- What the exercise asks
Copy out every line of the data below, reproducing each one word for word.

**** Data for the task ****

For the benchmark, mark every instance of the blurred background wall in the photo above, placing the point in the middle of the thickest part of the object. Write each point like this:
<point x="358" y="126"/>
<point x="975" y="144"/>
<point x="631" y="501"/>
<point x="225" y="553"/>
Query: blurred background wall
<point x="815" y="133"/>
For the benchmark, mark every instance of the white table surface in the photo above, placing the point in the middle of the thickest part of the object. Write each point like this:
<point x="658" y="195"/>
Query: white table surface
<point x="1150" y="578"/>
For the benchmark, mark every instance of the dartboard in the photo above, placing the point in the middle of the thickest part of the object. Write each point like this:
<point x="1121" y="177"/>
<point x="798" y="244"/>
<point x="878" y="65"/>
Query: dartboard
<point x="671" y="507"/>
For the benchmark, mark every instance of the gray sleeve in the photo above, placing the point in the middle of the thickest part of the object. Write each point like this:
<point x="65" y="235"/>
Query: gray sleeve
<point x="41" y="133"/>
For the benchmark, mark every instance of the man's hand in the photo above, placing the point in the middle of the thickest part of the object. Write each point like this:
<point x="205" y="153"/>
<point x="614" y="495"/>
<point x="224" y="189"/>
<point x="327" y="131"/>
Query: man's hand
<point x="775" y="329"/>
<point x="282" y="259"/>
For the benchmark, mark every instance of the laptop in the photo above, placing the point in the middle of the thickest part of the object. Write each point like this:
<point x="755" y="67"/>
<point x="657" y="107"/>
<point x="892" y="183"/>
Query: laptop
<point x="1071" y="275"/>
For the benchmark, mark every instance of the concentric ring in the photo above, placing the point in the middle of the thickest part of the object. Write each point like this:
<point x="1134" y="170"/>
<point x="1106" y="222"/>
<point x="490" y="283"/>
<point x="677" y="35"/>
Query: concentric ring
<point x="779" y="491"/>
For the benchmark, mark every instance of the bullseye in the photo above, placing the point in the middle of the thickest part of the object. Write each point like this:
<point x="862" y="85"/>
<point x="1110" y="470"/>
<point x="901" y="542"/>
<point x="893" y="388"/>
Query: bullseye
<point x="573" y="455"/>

****

- Complete answer
For the benchmark, mark every instance of the blurred background wall in the photo above, placing the point in the middle of the thickest part of the object. Write each point like this:
<point x="358" y="126"/>
<point x="975" y="144"/>
<point x="631" y="501"/>
<point x="225" y="553"/>
Query: blurred background wall
<point x="815" y="133"/>
For the benchmark, mark every instance of the white table surface in the photo above, placing the point in the middle of the thickest part of the object. Write each point like this:
<point x="658" y="195"/>
Query: white table surface
<point x="1150" y="578"/>
For the benchmark, mark every instance of the dartboard in the photo above, placing the point in the middle of the thickest part of the object. Write each point like this:
<point x="1121" y="177"/>
<point x="798" y="244"/>
<point x="878" y="65"/>
Query: dartboard
<point x="671" y="507"/>
For the benchmark, mark every instance of the gray sleeve in the photo above, placing the point in the middle of the thickest part of the object. Write each point like this:
<point x="65" y="235"/>
Query: gray sleeve
<point x="41" y="133"/>
For the benchmark, mark every instance of the man's hand in the photo above, placing the point in the middle of the thickest part of the object. Write each point like this:
<point x="205" y="153"/>
<point x="614" y="495"/>
<point x="224" y="189"/>
<point x="327" y="131"/>
Query: man's hand
<point x="775" y="329"/>
<point x="282" y="259"/>
For the benchmark, mark every instance of the laptop in the photo above, placing the point in the middle of the thickest part of the object. Write each point like this:
<point x="755" y="67"/>
<point x="657" y="107"/>
<point x="892" y="183"/>
Query: laptop
<point x="1071" y="275"/>
For the benchmark, mark every instance of the concentric ring in the photo above, placing the point in the middle of the thickest part of the object. Write each point like this:
<point x="1134" y="170"/>
<point x="1106" y="222"/>
<point x="490" y="283"/>
<point x="677" y="35"/>
Query: concentric ring
<point x="779" y="491"/>
For the benchmark, mark every instance of the bullseye in the photo above, placing the point in the middle of the thickest part of the object. Write each point like this:
<point x="862" y="85"/>
<point x="1110" y="470"/>
<point x="901" y="542"/>
<point x="893" y="388"/>
Query: bullseye
<point x="573" y="455"/>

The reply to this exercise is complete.